__Consigne__: Reproduisez à l'identique l'intégralité du texte sur la sécurité d'IPv6.

Mais gérer les règles de sécurité entre les points de terminaison (IKE) peut être délicat, si cela doit être fait manuellement. Et IPSec peut être sûr mais aussi fragile dans certaines situation d’accès distant comme la connexion à un réseau d’entreprise depuis un terminal mobile. Tout cela ajoutant encore à la complexité d’administration pour les DSI souhaitant fournir ce type de service.
Y’a-t-il des questions de sécurité à prendre spécifiquement en compte ?
Selon l’expert Mike Chapple, il y a 5 problématiques spécifiques à prendre en compte pour l’implémentation d’IPv6. Tout d’abord, les équipes sécurité doivent recevoir une formation particulière : il est impératif de connaître au moins les concepts de base liés à IPv6, et notamment les schémas d’adressage et les protocoles, afin de faciliter la gestion des incidents, entre autres.
Ensuite, les outils de sécurité doivent être mis à jour. IPv6 ne fournit pas de rétro-compatibilité : les équipements et les logiciels utilisés pour router le trafic entre réseaux et procéder à des analyses de sécurité ne fonctionneront pas avec IPv6 à moins qu’ils ne soient spécifiquement mis à jour pour le supporter. C’est tout particulièrement important pour les équipements de protection périmétrique. Routeurs, pare-feu et systèmes de détection d’intrusion peuvent nécessiter une mise à jour matérielle et/ou logicielle pour «parler» IPv6.

__Données fournies__:
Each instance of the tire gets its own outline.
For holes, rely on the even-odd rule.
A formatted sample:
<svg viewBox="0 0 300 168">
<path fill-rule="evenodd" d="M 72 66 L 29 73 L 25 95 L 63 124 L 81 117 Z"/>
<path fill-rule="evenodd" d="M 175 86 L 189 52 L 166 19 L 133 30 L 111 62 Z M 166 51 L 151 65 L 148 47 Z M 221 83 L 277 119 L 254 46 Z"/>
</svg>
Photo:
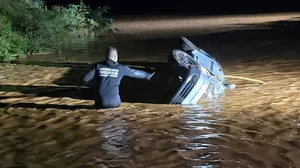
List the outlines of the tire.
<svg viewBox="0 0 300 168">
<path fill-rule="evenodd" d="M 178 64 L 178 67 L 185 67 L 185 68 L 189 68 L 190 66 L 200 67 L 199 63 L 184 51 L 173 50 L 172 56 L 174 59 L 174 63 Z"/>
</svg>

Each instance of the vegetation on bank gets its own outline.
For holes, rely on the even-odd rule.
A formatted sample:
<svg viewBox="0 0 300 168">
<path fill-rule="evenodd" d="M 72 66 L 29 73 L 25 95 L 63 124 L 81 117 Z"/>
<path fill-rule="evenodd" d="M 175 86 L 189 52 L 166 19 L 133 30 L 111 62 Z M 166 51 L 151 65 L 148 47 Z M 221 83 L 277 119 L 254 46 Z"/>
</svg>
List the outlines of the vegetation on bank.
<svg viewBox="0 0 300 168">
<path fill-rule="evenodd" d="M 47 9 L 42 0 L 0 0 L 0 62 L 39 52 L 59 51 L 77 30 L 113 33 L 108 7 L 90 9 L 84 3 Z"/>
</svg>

...

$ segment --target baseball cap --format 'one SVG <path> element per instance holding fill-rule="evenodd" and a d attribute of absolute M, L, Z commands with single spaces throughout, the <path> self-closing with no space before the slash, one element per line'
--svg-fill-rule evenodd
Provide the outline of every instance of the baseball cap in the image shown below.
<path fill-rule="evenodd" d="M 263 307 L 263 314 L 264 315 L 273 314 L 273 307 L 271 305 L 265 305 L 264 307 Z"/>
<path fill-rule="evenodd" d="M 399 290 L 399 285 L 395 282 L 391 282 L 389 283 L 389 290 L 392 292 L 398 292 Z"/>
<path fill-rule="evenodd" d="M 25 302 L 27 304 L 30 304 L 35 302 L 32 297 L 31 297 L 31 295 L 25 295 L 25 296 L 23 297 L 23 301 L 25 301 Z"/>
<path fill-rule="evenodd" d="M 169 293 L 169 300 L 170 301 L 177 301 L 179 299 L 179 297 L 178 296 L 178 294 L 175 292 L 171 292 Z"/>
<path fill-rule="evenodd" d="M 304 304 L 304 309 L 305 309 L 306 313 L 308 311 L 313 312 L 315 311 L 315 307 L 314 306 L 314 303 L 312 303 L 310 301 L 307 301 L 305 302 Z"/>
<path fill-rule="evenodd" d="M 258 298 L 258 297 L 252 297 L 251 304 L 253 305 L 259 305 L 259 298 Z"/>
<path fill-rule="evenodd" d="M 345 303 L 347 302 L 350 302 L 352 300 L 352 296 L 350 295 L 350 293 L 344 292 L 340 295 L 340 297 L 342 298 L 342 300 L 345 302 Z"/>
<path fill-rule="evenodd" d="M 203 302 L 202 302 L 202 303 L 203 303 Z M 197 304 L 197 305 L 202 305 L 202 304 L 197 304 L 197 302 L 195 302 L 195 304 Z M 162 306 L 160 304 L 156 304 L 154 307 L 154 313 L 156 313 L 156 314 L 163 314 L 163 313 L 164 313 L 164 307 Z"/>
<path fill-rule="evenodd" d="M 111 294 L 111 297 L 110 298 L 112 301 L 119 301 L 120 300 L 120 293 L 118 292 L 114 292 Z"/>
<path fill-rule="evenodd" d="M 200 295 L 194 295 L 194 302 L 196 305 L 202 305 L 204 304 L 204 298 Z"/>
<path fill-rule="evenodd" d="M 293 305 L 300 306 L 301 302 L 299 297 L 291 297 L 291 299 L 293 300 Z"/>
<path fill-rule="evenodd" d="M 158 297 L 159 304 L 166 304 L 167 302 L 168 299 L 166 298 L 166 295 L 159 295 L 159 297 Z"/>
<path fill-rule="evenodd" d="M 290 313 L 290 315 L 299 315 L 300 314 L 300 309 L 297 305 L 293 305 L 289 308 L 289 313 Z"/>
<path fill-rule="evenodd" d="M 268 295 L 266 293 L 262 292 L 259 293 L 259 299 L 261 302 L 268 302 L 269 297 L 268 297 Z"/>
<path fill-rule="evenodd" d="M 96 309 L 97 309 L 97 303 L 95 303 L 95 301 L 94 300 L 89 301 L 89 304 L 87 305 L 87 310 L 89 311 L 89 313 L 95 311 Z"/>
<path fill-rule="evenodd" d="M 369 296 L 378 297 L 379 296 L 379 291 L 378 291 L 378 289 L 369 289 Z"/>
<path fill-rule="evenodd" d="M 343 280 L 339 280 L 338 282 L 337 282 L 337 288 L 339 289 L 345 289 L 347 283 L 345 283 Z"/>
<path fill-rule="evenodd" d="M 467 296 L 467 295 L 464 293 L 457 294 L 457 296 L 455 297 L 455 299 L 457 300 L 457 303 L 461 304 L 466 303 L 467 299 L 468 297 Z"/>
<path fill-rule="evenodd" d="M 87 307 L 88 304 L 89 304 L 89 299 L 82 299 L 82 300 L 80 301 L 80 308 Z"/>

__Résultat final__:
Mais gérer les règles de sécurité entre les points de terminaison (IKE) peut être délicat, si cela doit être fait manuellement. Et IPSec peut être sûr mais aussi fragile dans certaines situation d’accès distant comme la connexion à un réseau d’entreprise depuis un terminal mobile. Tout cela ajoutant encore à la complexité d’administration pour les DSI souhaitant fournir ce type de service.
Y’a-t-il des questions de sécurité à prendre spécifiquement en compte ?
Selon l’expert Mike Chapple, il y a 5 problématiques spécifiques à prendre en compte pour l’implémentation d’IPv6. Tout d’abord, les équipes sécurité doivent recevoir une formation particulière : il est impératif de connaître au moins les concepts de base liés à IPv6, et notamment les schémas d’adressage et les protocoles, afin de faciliter la gestion des incidents, entre autres.
Ensuite, les outils de sécurité doivent être mis à jour. IPv6 ne fournit pas de rétro-compatibilité : les équipements et les logiciels utilisés pour router le trafic entre réseaux et procéder à des analyses de sécurité ne fonctionneront pas avec IPv6 à moins qu’ils ne soient spécifiquement mis à jour pour le supporter. C’est tout particulièrement important pour les équipements de protection périmétrique. Routeurs, pare-feu et systèmes de détection d’intrusion peuvent nécessiter une mise à jour matérielle et/ou logicielle pour «parler» IPv6.